● **Your task**
Each entry that follows is to be retyped exactly. Pictures do not belong in the copy.

+++ Entries provided +++

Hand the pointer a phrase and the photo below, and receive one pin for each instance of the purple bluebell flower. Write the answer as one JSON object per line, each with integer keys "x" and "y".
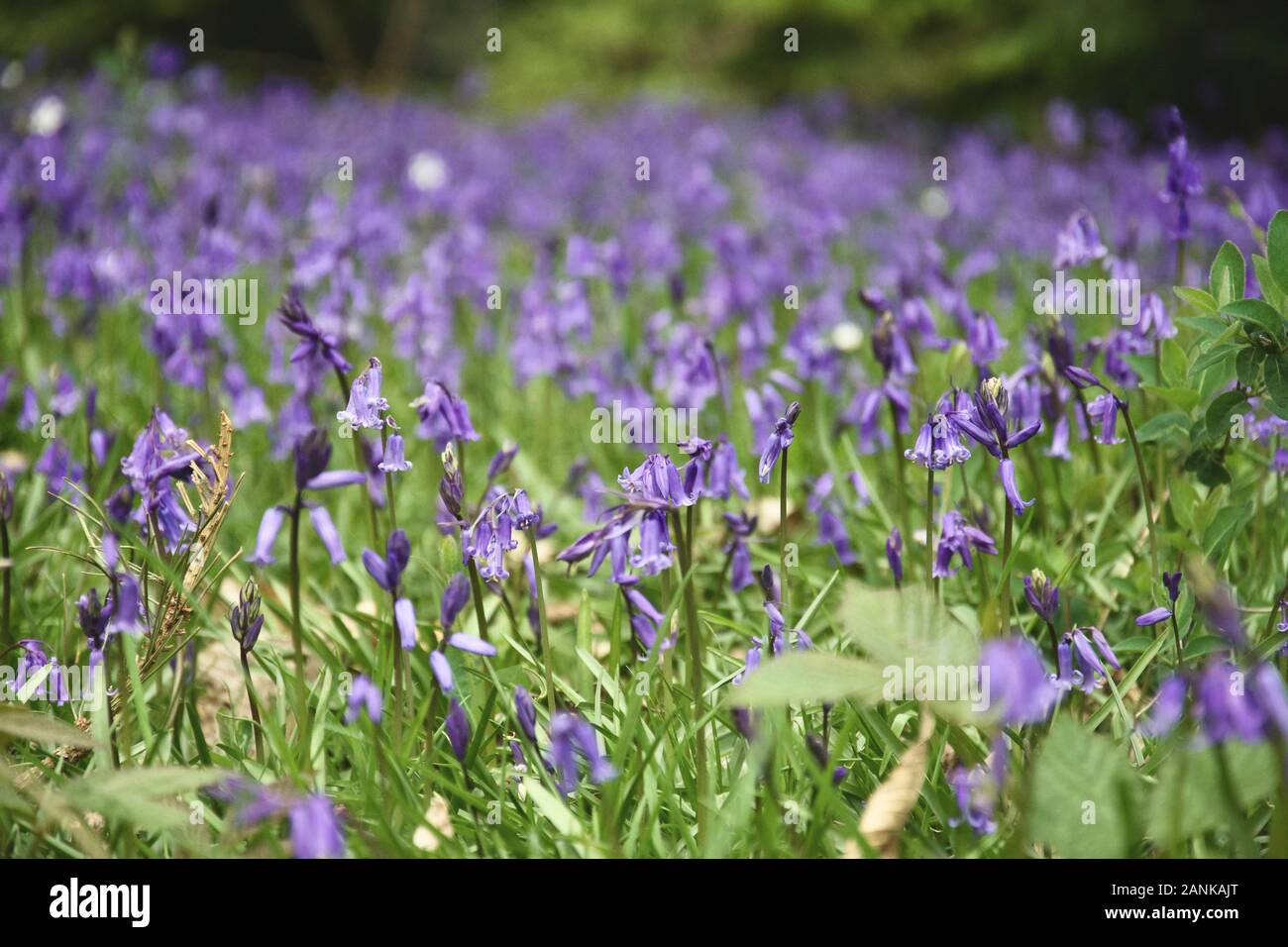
{"x": 1006, "y": 471}
{"x": 394, "y": 457}
{"x": 366, "y": 405}
{"x": 977, "y": 796}
{"x": 1042, "y": 595}
{"x": 780, "y": 440}
{"x": 316, "y": 828}
{"x": 657, "y": 480}
{"x": 458, "y": 729}
{"x": 939, "y": 444}
{"x": 327, "y": 534}
{"x": 387, "y": 574}
{"x": 1183, "y": 175}
{"x": 1018, "y": 684}
{"x": 1153, "y": 616}
{"x": 571, "y": 737}
{"x": 1065, "y": 677}
{"x": 1104, "y": 410}
{"x": 365, "y": 696}
{"x": 894, "y": 554}
{"x": 741, "y": 526}
{"x": 957, "y": 538}
{"x": 1078, "y": 243}
{"x": 245, "y": 618}
{"x": 312, "y": 455}
{"x": 443, "y": 416}
{"x": 1225, "y": 707}
{"x": 990, "y": 420}
{"x": 314, "y": 344}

+++

● **Output of the task**
Hand the pointer a phrase and the photo below, and receive one pin for each instance of the purple bluebell flower. Write the answer as one JSON object per line, each with integer keys "x" and "y".
{"x": 1006, "y": 471}
{"x": 394, "y": 457}
{"x": 366, "y": 405}
{"x": 977, "y": 796}
{"x": 1042, "y": 595}
{"x": 780, "y": 440}
{"x": 316, "y": 828}
{"x": 657, "y": 480}
{"x": 458, "y": 729}
{"x": 939, "y": 444}
{"x": 327, "y": 534}
{"x": 387, "y": 574}
{"x": 1183, "y": 175}
{"x": 1018, "y": 684}
{"x": 1153, "y": 616}
{"x": 571, "y": 737}
{"x": 1065, "y": 677}
{"x": 1104, "y": 410}
{"x": 365, "y": 696}
{"x": 894, "y": 554}
{"x": 741, "y": 526}
{"x": 957, "y": 538}
{"x": 1078, "y": 243}
{"x": 245, "y": 618}
{"x": 312, "y": 455}
{"x": 443, "y": 416}
{"x": 1225, "y": 707}
{"x": 990, "y": 420}
{"x": 314, "y": 344}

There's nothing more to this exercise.